> **Provided data**
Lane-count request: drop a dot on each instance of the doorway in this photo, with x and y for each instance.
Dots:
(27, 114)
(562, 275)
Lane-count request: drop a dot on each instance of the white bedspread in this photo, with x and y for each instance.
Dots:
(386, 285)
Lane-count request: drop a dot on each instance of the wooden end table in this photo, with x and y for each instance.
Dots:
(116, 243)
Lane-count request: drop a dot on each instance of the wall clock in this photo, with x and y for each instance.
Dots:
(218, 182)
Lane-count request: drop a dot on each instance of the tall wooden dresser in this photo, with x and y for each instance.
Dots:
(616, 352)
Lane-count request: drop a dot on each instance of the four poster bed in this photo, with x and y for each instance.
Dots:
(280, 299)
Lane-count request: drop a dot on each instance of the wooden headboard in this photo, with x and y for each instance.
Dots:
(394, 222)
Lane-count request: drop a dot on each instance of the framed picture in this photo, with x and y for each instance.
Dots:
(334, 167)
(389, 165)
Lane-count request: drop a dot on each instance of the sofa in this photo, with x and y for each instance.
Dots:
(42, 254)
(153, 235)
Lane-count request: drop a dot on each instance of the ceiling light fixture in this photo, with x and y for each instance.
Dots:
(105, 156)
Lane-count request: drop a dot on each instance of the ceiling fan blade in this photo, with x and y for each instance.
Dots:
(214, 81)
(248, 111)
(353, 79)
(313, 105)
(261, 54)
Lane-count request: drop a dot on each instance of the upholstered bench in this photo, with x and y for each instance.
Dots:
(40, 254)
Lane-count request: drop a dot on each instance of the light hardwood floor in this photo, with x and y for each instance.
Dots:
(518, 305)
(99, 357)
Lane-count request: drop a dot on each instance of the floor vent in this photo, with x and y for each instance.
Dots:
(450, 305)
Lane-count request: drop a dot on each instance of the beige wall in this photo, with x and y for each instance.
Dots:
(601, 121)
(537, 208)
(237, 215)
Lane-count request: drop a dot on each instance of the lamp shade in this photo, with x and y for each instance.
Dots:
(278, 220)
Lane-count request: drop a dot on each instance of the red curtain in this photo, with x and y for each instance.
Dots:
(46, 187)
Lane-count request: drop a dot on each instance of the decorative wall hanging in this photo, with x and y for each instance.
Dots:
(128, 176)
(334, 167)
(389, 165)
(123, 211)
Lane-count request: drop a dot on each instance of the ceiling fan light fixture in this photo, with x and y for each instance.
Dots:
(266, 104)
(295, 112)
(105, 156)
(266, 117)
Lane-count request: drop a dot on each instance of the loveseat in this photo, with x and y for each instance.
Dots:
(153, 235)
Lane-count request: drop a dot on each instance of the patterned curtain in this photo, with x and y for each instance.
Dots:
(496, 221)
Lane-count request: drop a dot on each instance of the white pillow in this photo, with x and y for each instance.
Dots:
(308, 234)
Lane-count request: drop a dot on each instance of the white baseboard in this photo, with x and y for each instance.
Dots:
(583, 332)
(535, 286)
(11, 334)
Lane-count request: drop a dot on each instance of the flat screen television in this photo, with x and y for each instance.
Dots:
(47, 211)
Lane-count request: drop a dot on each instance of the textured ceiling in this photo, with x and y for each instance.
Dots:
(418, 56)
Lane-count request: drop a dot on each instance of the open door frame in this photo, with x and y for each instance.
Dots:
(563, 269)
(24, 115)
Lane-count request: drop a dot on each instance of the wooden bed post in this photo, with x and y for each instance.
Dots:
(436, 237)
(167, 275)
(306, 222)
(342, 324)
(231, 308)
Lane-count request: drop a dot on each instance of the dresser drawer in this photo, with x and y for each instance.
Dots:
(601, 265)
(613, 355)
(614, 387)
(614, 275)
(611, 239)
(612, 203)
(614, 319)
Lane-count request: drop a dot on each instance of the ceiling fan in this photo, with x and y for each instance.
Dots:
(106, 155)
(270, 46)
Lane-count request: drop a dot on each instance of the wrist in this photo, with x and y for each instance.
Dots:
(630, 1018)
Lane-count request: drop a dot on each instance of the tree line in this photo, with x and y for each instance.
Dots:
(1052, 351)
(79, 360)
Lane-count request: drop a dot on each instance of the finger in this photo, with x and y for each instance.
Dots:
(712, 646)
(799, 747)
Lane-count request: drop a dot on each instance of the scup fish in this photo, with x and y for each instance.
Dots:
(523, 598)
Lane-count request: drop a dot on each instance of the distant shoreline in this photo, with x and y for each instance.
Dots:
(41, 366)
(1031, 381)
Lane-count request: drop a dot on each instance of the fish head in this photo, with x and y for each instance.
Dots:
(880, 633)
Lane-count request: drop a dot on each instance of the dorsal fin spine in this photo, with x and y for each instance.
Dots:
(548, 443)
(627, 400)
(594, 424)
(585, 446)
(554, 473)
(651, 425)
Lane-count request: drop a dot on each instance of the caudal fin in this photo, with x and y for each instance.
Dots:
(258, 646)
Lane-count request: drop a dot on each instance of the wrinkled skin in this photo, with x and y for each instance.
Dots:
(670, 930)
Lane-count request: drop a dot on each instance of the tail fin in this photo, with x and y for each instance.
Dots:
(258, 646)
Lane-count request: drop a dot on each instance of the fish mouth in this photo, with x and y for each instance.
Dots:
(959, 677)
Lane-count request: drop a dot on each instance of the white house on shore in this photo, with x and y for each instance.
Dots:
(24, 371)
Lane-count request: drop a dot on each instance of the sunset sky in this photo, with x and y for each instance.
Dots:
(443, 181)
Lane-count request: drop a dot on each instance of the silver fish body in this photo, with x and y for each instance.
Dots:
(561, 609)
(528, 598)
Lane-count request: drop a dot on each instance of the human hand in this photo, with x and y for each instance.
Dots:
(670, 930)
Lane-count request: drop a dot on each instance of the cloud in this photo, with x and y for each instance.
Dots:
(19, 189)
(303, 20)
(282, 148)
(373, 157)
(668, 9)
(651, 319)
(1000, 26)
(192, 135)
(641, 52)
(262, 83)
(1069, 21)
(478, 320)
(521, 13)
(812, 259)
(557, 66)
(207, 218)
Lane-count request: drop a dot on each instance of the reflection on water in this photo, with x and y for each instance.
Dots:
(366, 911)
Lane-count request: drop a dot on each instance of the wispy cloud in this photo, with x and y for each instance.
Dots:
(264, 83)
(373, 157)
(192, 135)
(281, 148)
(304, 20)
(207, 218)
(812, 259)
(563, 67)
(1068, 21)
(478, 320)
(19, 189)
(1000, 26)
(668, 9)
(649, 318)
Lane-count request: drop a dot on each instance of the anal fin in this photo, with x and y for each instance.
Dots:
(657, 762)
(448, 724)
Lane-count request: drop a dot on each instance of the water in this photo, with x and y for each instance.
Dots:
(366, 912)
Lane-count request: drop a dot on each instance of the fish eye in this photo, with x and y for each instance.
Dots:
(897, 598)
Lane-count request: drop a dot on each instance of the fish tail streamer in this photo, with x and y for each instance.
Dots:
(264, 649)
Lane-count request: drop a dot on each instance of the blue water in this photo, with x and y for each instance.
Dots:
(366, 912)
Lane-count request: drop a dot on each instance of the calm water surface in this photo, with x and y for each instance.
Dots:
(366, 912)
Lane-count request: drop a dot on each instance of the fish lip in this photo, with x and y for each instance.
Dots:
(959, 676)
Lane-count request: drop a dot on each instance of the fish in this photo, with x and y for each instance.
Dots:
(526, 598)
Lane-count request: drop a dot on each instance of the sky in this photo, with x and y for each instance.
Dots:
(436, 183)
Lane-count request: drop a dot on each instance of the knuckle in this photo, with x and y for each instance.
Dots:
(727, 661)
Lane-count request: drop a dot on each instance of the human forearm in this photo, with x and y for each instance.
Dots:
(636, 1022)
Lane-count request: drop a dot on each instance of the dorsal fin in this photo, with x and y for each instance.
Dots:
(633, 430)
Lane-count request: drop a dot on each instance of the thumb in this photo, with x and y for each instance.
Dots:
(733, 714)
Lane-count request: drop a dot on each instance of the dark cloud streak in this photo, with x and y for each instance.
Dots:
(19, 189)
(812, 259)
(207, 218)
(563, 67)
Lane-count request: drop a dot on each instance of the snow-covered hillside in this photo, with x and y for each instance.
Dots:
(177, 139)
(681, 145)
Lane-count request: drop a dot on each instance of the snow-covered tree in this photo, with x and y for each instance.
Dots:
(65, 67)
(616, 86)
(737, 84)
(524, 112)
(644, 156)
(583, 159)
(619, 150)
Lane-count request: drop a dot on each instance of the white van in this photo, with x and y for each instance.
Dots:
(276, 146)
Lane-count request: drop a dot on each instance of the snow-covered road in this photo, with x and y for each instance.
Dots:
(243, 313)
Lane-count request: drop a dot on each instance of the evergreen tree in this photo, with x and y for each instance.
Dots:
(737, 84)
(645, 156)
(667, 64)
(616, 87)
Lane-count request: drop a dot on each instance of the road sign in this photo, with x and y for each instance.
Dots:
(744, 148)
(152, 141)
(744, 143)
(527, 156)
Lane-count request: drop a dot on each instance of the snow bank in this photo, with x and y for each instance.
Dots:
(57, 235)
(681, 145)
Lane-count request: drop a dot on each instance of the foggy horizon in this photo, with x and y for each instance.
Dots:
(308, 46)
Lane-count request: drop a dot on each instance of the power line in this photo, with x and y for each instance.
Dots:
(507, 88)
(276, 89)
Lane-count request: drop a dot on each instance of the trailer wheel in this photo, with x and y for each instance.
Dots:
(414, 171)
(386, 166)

> **Exercise details**
Please report every line of the records above that contains the word "curtain".

> **Your response**
Lane-count request: drop a dot on each instance of the red curtain in this photo, with x and y for each instance.
Lane-count request: drop a dot on each instance of the patterned curtain in this photo, with x and y for each instance.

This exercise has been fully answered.